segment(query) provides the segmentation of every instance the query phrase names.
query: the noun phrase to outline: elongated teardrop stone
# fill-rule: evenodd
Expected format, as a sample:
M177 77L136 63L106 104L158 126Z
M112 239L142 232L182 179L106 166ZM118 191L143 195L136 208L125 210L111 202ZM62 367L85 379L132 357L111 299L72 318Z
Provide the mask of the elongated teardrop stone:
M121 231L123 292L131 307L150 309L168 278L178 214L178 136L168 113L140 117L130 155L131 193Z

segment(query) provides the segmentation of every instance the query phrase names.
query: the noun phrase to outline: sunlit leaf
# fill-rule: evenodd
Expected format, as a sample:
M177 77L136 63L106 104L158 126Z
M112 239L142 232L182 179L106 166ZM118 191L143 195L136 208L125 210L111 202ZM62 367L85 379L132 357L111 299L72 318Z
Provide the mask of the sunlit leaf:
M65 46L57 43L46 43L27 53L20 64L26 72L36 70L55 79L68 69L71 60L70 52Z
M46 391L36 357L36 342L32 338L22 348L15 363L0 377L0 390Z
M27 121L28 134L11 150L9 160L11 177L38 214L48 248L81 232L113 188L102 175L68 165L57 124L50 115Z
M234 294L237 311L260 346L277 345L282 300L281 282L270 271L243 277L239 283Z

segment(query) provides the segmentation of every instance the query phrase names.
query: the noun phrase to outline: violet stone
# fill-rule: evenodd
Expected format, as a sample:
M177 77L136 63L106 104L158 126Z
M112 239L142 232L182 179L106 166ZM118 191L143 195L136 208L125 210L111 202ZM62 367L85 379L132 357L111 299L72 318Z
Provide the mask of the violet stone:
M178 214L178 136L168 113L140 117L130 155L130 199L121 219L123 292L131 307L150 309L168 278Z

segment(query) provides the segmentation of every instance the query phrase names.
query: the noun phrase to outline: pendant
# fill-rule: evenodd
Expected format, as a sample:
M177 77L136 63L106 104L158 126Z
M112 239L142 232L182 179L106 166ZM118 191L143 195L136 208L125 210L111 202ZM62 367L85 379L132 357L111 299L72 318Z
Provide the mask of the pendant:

▶ WHAT YOU HAVE TO DO
Repeat every line of the data, exactly and in full.

▶ SOLUTION TO THE PROBLEM
segment(query) provides the segmentation of every instance the query phrase names.
query: the noun phrase to outline: elongated teardrop stone
# fill-rule: evenodd
Expected format, as a sample:
M177 77L136 63L106 104L158 126Z
M112 239L142 232L182 179L106 166ZM118 191L143 195L136 208L125 210L111 202ZM62 367L85 379L132 357L111 299L72 318Z
Provide the mask of the elongated teardrop stone:
M121 231L123 292L131 307L150 309L168 278L178 214L178 136L168 113L140 117L130 155L131 193Z

segment(query) provides the segmentation of every instance the query phrase names.
query: the noun phrase to outline: sunlit leaf
# fill-rule: evenodd
Expected format, as a sample:
M177 77L136 63L106 104L158 126Z
M112 239L142 232L182 179L106 166ZM118 191L143 195L136 208L125 210L111 202ZM62 367L85 379L132 357L111 299L72 318Z
Provide the mask of the sunlit leaf:
M65 46L57 43L46 43L27 53L20 64L26 72L36 70L55 79L68 69L71 60L70 52Z
M46 391L36 357L36 342L32 338L22 348L15 363L0 377L0 390Z
M27 121L28 134L11 150L9 160L11 177L38 214L48 248L81 232L113 188L102 175L68 165L57 124L50 115Z
M234 294L237 311L260 346L277 345L282 300L281 282L270 271L243 277L239 283Z

segment(query) provides the segmentation of every instance the query phrase names.
query: the noun phrase to outline: violet stone
# fill-rule: evenodd
Expected format, as a sample:
M177 77L136 63L106 104L158 126Z
M112 239L142 232L182 179L106 166ZM118 191L143 195L136 208L125 210L111 202ZM62 367L85 379L132 357L111 299L72 318Z
Provide the mask of the violet stone:
M178 214L178 136L168 113L140 117L130 155L130 199L121 219L123 292L131 307L150 309L168 278Z

segment(query) provides the segmentation of every instance the query phrase names.
query: the noun phrase to outline: pendant
# fill-rule: evenodd
Expected format, as a sample:
M177 77L136 63L106 104L158 126Z
M112 239L142 232L182 179L106 166ZM118 191L143 195L136 208L125 210L111 202ZM62 367L85 379L132 357L111 299L72 318Z
Provide the mask of the pendant:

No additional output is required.